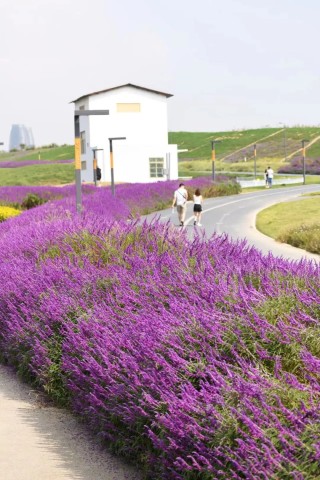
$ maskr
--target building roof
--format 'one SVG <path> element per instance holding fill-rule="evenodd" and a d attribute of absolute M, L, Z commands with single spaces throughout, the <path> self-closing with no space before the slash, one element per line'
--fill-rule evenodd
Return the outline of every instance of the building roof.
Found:
<path fill-rule="evenodd" d="M 159 95 L 164 95 L 167 98 L 173 97 L 171 93 L 159 92 L 158 90 L 152 90 L 151 88 L 145 88 L 145 87 L 139 87 L 138 85 L 133 85 L 133 83 L 126 83 L 125 85 L 119 85 L 118 87 L 106 88 L 105 90 L 99 90 L 98 92 L 87 93 L 86 95 L 82 95 L 81 97 L 76 98 L 75 100 L 72 100 L 70 103 L 78 102 L 83 98 L 91 97 L 91 95 L 98 95 L 99 93 L 111 92 L 112 90 L 117 90 L 118 88 L 123 88 L 123 87 L 133 87 L 139 90 L 144 90 L 146 92 L 152 92 L 152 93 L 157 93 Z"/>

:::::

> GIVEN INSTRUCTION
Transcribe the records above exactly as they stand, leaving out the pictures.

> WRITTEN RESPONSE
$ maskr
--target building roof
--format 'one SVG <path> element per instance holding fill-rule="evenodd" and a d attribute of absolute M, L, Z commands with single spaces throughout, the <path> self-closing with no space before the slash, one element per line'
--fill-rule evenodd
Return the outline of every instance of the building roof.
Found:
<path fill-rule="evenodd" d="M 159 95 L 164 95 L 167 98 L 173 97 L 171 93 L 159 92 L 158 90 L 152 90 L 151 88 L 145 88 L 145 87 L 139 87 L 138 85 L 133 85 L 133 83 L 126 83 L 125 85 L 119 85 L 118 87 L 106 88 L 105 90 L 99 90 L 98 92 L 87 93 L 86 95 L 82 95 L 81 97 L 76 98 L 75 100 L 72 100 L 70 103 L 78 102 L 83 98 L 91 97 L 91 95 L 98 95 L 99 93 L 111 92 L 112 90 L 117 90 L 118 88 L 123 88 L 123 87 L 133 87 L 139 90 L 144 90 L 146 92 L 152 92 L 152 93 L 157 93 Z"/>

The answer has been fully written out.